Rewrite the passage about the film Seven Something below, starting at the words "Plot summary" and stopping after "complete a marathon.", and replace "two teenagers" with "two high school students".
Source passage: Begin
Seven Something (; ; lit: "love 7 years, good 7 times") is a 2012 Thai Drama Romance Anthology film which separated to three parts, directed by Jira Maligool, Adisorn Trisirikasem and Paween Purikitpanya. The film commemorates the seven year establishment of GTH. The movie tells various love stories from three generations at different ages: 14, 21 and 42. In the first part, the relationship of a teenage couple is altered by the power of social networking. In the second part, an acting couple's relationship is put to test as fame takes its toll. In the last episode, a 42-year-old reporter encounters a tragic loss in her life; when she meets a young marathon runner, her life is changed forever. It was released on July 26, 2012. The film stars Jirayu La-ongmanee as Puan, Sutatta Udomsilp as Milk, Sunny Suwanmethanon as John Sirin Horwang as Mam, Nickhun Horvejkul as He, Suquan Bulakul as She, and Panissara Phimpru as Sairoong.

Plot summary
Seven Something is a love story and was shot by three different directors. As such, the film is divided into three parts; the first is named "14," featuring problems of two teenagers and social networks. The second part is named "21/28" and is about two former actor and actress lovers who work together again after being apart for seven years. The third part is called "42.195" and is about a woman who meets a young man who encourages her to complete a marathon.

Beginning with "14" directed by Paween Purijitpanya (Director of Phobia, Phobia 2), this is the love story of Puan (Jirayu La-ongmanee) and Milk (Sutatta Udomsilp). Their love will never be the same once Puan changes his Facebook's status to "In A Relationship" and starts to incessantly post clips proclaiming his love towards Milk. For Puan, each and every moment and emotion for Milk is conveyed with each upload. There are so many comments from nosy people that the total views reach almost viral levels. Puan becomes very obsessed with this online world filled with strangers and as a result his girlfriend's love for him fades with every "Like" click on his Facebook's wall.
Source passage: End
Recorded data: Begin
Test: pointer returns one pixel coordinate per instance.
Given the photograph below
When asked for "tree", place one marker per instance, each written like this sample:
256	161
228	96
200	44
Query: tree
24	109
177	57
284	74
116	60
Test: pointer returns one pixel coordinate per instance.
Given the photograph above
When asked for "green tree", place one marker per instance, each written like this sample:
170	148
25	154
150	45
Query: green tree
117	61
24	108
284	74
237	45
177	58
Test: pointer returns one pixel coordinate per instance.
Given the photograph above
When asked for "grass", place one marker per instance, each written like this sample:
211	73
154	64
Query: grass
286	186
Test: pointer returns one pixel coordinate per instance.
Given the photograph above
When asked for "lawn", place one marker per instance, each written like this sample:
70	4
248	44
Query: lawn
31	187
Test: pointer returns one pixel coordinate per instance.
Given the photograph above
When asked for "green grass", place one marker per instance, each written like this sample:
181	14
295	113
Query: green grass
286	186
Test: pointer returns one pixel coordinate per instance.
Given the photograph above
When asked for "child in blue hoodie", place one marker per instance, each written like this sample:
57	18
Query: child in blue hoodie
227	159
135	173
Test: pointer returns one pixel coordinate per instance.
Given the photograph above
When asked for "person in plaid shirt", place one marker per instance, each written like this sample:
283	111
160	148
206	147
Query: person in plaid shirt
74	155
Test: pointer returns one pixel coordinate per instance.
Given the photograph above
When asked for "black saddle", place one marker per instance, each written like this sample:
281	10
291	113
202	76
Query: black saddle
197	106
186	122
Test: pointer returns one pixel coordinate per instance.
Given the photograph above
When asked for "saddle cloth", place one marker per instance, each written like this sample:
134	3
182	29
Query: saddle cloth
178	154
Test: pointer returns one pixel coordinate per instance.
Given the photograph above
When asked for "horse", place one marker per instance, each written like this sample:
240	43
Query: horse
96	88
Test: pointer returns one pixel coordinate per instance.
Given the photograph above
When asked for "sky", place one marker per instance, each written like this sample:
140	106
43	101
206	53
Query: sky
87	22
Recorded data: End
* Response:
Plot summary
Seven Something is a love story and was shot by three different directors. As such, the film is divided into three parts; the first is named "14," featuring problems of two high school students and social networks. The second part is named "21/28" and is about two former actor and actress lovers who work together again after being apart for seven years. The third part is called "42.195" and is about a woman who meets a young man who encourages her to complete a marathon.